▸ **Task statement**
Your task is to output the data exactly as it stands.

▸ **Material for the task**
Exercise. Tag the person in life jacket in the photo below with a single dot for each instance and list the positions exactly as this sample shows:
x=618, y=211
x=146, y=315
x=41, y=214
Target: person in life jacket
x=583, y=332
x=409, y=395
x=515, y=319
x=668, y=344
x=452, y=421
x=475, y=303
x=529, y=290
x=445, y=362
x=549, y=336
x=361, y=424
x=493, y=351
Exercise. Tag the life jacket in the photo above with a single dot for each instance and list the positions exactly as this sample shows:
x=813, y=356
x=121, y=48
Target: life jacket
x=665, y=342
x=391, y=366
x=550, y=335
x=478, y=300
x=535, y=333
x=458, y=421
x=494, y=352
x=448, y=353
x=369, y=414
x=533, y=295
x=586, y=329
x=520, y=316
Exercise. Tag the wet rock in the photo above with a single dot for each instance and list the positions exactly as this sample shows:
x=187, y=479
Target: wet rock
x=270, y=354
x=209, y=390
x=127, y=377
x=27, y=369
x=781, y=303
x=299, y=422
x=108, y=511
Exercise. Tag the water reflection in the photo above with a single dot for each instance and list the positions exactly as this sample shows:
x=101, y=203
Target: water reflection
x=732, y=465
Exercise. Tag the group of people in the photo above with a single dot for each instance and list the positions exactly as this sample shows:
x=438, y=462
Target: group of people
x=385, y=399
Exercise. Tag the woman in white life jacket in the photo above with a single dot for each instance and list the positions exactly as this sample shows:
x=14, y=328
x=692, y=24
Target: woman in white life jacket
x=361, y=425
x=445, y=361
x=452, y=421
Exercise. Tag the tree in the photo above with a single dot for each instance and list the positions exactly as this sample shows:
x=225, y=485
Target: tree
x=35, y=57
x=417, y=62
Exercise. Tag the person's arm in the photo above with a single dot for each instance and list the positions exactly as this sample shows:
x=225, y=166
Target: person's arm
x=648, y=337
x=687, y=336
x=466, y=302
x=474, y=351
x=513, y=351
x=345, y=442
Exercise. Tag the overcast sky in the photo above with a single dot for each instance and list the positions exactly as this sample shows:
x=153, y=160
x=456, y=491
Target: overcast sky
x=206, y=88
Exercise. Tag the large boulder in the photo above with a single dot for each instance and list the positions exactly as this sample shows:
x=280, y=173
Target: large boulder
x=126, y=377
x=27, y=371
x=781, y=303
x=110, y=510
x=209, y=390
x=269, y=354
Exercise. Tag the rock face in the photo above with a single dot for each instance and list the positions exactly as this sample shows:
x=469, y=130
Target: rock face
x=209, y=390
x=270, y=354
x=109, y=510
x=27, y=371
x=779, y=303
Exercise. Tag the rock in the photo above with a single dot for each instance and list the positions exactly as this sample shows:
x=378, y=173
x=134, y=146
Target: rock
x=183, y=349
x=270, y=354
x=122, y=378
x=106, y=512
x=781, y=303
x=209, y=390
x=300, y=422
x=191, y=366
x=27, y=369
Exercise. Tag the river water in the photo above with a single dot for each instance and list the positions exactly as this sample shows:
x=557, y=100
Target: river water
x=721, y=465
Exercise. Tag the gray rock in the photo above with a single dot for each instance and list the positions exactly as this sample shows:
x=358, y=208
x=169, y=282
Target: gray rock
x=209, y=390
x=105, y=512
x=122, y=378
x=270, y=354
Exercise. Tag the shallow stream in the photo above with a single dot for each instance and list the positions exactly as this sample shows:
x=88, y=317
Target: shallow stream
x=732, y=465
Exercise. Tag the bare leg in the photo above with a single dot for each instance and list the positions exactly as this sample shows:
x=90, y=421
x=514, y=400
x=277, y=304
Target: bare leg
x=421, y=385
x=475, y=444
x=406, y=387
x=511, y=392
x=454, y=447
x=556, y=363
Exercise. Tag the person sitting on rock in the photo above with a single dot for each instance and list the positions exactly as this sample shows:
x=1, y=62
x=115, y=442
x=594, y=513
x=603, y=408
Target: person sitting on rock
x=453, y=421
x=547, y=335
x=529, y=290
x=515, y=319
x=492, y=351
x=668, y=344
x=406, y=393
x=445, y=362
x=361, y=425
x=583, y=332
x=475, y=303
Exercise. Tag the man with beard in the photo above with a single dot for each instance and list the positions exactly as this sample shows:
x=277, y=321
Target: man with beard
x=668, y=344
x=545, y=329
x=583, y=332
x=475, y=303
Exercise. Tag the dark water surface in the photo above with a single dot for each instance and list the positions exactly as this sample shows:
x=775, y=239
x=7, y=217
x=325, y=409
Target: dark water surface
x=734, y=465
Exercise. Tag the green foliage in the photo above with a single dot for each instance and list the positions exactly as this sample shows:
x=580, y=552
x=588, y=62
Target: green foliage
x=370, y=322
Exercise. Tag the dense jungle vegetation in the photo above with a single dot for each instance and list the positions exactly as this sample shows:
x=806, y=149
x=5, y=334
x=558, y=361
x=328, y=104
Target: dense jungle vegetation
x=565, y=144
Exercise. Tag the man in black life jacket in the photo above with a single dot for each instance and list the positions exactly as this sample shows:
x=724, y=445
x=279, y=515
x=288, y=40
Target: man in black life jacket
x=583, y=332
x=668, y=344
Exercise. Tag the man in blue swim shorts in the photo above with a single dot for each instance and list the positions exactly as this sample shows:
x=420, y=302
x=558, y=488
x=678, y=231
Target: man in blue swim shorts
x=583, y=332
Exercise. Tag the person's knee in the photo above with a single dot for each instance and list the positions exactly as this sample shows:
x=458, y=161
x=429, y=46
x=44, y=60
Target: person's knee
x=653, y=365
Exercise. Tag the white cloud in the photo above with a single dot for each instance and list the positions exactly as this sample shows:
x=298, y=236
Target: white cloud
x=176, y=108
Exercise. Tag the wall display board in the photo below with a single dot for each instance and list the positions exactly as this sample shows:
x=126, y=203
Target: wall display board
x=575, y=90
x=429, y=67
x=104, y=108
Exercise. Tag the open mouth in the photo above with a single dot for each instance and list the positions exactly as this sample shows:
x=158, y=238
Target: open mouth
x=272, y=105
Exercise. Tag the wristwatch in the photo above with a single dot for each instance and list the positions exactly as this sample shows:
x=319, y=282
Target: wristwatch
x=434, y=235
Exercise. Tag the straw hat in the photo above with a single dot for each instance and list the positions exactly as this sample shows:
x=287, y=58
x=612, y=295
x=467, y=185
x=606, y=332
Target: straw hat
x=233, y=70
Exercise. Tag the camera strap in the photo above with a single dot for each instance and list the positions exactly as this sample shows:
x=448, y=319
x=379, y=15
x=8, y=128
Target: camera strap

▸ **Task output**
Exercise. Tag the person in life jacket in the photo below with a single dot for each instance and list the positions exactly as this sample shows:
x=618, y=211
x=146, y=315
x=41, y=214
Target: person in life jacket
x=583, y=332
x=409, y=395
x=515, y=319
x=668, y=344
x=452, y=421
x=475, y=303
x=529, y=290
x=445, y=362
x=549, y=336
x=361, y=424
x=493, y=351
Exercise. Tag the life jacket in the photo above with a single dot for each instance and list the positions exactly as this sample shows:
x=813, y=356
x=121, y=48
Target: life jacket
x=665, y=342
x=391, y=366
x=550, y=335
x=478, y=300
x=535, y=333
x=458, y=421
x=494, y=352
x=448, y=353
x=369, y=414
x=533, y=295
x=586, y=329
x=520, y=316
Exercise. Tag the wet rock in the photo above with a single dot for each instance and list the positions exactly as this sample shows:
x=187, y=479
Target: wet rock
x=270, y=354
x=209, y=390
x=127, y=377
x=27, y=369
x=781, y=303
x=299, y=422
x=108, y=511
Exercise. Tag the water reflection in the photo above with a single dot for each instance and list the positions exactly as this sample shows:
x=101, y=203
Target: water reflection
x=732, y=465
Exercise. Tag the group of people in the photo above with a single dot for each instance and list the positions exactly as this sample shows:
x=438, y=462
Target: group of people
x=385, y=399
Exercise. Tag the woman in white life jacket in the photo above with a single dot for each instance and list the positions exactly as this sample shows:
x=14, y=328
x=692, y=24
Target: woman in white life jacket
x=361, y=425
x=445, y=361
x=452, y=421
Exercise. Tag the tree in the photo above with a single dot for each instance and list the positions exactly as this sample shows:
x=225, y=485
Target: tree
x=35, y=57
x=417, y=62
Exercise. Tag the person's arm in the photo above with a single dot for each instance and list the positions exactly as this sample shows:
x=225, y=166
Target: person's arm
x=648, y=337
x=687, y=336
x=466, y=302
x=474, y=351
x=513, y=351
x=345, y=442
Exercise. Tag the overcast sky in the photo above with a single dot for each instance and list the positions exactly as this sample shows:
x=153, y=160
x=456, y=491
Target: overcast sky
x=206, y=88
Exercise. Tag the large boulder in the photo above with a single dot for each instance and list the positions exactly as this sample shows:
x=280, y=173
Target: large boulder
x=126, y=377
x=27, y=371
x=781, y=303
x=110, y=510
x=209, y=390
x=269, y=354
Exercise. Tag the rock face in the photo above with a single dot for each instance and list the positions exactly as this sample shows:
x=469, y=130
Target: rock face
x=209, y=390
x=270, y=354
x=109, y=510
x=27, y=371
x=779, y=303
Exercise. Tag the rock in the photo above with a single dot for each instance and list the positions exactly as this sample shows:
x=378, y=173
x=134, y=146
Target: rock
x=183, y=349
x=270, y=354
x=122, y=378
x=106, y=512
x=781, y=303
x=209, y=390
x=300, y=422
x=191, y=366
x=27, y=369
Exercise. Tag the river water in the photo above with a single dot for each instance and list the positions exactly as this sample shows:
x=557, y=100
Target: river water
x=721, y=465
Exercise. Tag the gray rock in the photo above with a single dot for each instance and list the positions exactly as this sample shows:
x=358, y=208
x=169, y=282
Target: gray rock
x=209, y=390
x=105, y=512
x=122, y=378
x=270, y=354
Exercise. Tag the shallow stream in the photo above with a single dot for each instance and list the positions exactly as this sample shows:
x=88, y=317
Target: shallow stream
x=732, y=465
Exercise. Tag the bare leg in the photo above with a single dot for each instance and list the positions exactly as this sample shows:
x=90, y=421
x=514, y=400
x=277, y=304
Target: bare leg
x=421, y=385
x=475, y=444
x=406, y=387
x=511, y=392
x=454, y=447
x=556, y=363
Exercise. Tag the person sitting on rock in the photo above with a single dot for each instance and list the positions exactly as this sample shows:
x=1, y=62
x=115, y=442
x=594, y=513
x=603, y=408
Target: person sitting on rock
x=453, y=421
x=547, y=335
x=529, y=290
x=515, y=319
x=492, y=351
x=668, y=344
x=406, y=393
x=445, y=362
x=361, y=425
x=583, y=332
x=475, y=303
Exercise. Tag the man with beard in the photo above with a single dot for each instance and list the positions exactly as this sample shows:
x=277, y=321
Target: man with beard
x=668, y=344
x=545, y=329
x=583, y=332
x=475, y=303
Exercise. Tag the dark water surface in the photo above with a single dot for each instance and list the positions exactly as this sample shows:
x=775, y=239
x=7, y=217
x=325, y=409
Target: dark water surface
x=734, y=465
Exercise. Tag the green foliage in the photo above with a single dot for each instance and list the positions exactly as this sample shows:
x=580, y=552
x=588, y=62
Target: green foliage
x=370, y=322
Exercise. Tag the dense jungle vegetation in the photo above with a single dot for each instance and list the positions exactly as this sample shows:
x=806, y=149
x=5, y=334
x=558, y=361
x=328, y=104
Target: dense jungle vegetation
x=565, y=144
Exercise. Tag the man in black life jacket in the photo above with a single dot for each instance and list the positions exactly as this sample shows:
x=724, y=445
x=279, y=515
x=288, y=40
Target: man in black life jacket
x=583, y=332
x=668, y=344
Exercise. Tag the man in blue swim shorts in the photo above with a single dot for each instance and list the positions exactly as this sample shows:
x=420, y=302
x=558, y=488
x=678, y=231
Target: man in blue swim shorts
x=583, y=332
Exercise. Tag the person's knee in the photo above with a single dot for each instance and list the positions exactly as this sample shows:
x=458, y=161
x=429, y=46
x=44, y=60
Target: person's knee
x=653, y=365
Exercise. Tag the white cloud in the photo above with a single dot for each instance and list the positions exactly as this sample shows:
x=298, y=236
Target: white cloud
x=176, y=108
Exercise. Tag the wall display board in the photo below with a single dot for each instance and list the positions exactly as this sample shows:
x=126, y=203
Target: wall display board
x=575, y=90
x=429, y=67
x=104, y=108
Exercise. Tag the open mouth in the photo above with a single dot for each instance and list the positions exactly as this sample shows:
x=158, y=238
Target: open mouth
x=272, y=105
Exercise. Tag the wristwatch in the photo above with a single dot for each instance and list the positions exactly as this sample shows:
x=319, y=282
Target: wristwatch
x=434, y=235
Exercise. Tag the straw hat in the photo above with a single dot for each instance and list the positions exactly as this sample shows:
x=287, y=58
x=612, y=295
x=467, y=185
x=606, y=332
Target: straw hat
x=233, y=70
Exercise. Tag the camera strap in the photo above with a single dot for each instance and list the positions exactly as this sample shows:
x=448, y=319
x=379, y=15
x=8, y=128
Target: camera strap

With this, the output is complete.